■ What you need to do
Pull out each line in the records that contains the word "Current" and list those lines.

■ Data to process
-------------------------

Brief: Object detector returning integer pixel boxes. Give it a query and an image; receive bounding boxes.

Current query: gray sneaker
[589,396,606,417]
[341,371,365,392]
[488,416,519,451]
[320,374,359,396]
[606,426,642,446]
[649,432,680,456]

-------------------------

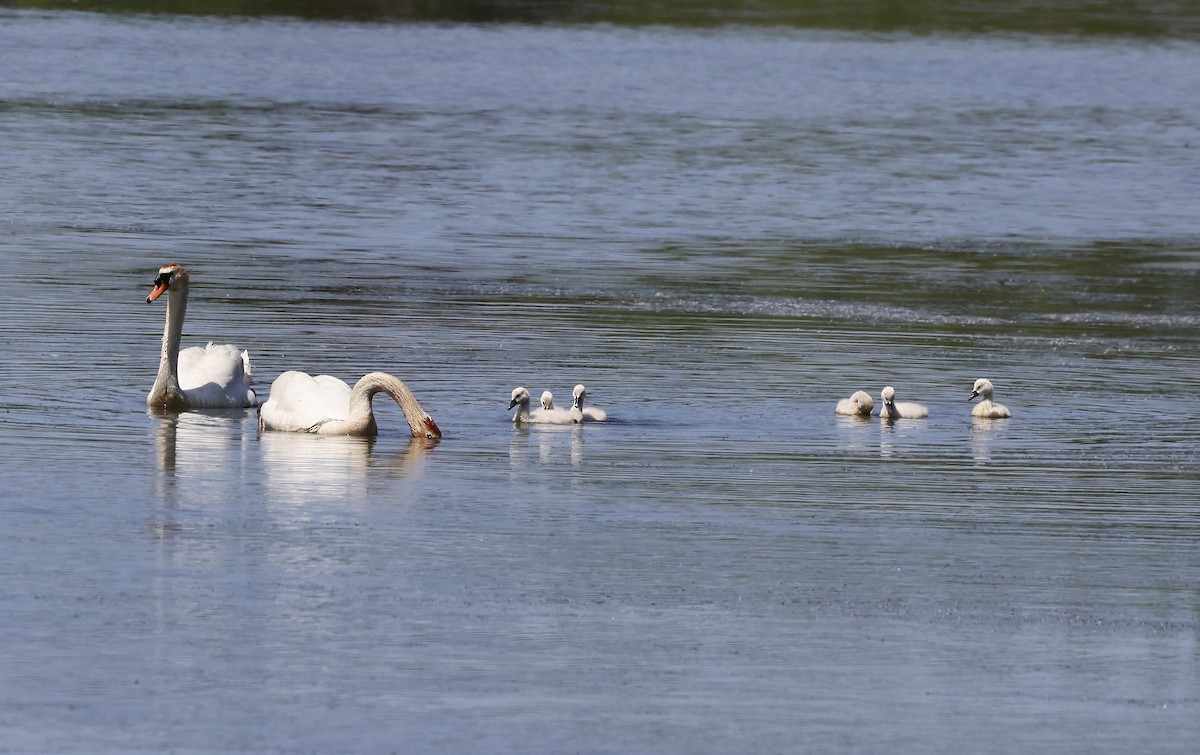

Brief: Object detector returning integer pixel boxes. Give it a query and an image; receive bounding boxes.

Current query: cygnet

-------------------------

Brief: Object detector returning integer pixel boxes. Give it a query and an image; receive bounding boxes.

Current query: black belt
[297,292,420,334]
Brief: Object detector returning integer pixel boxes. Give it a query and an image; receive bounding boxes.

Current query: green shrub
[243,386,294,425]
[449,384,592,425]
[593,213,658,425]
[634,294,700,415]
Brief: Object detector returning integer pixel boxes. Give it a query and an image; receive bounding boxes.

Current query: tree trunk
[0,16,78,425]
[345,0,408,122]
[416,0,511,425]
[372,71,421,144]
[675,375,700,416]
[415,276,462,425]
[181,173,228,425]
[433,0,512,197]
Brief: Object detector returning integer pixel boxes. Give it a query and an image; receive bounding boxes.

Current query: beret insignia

-------------------------

■ Complete response
Current query: gray sneaker
Current query: cygnet
Current query: black belt
Current query: green shrub
Current query: tree trunk
Current query: beret insignia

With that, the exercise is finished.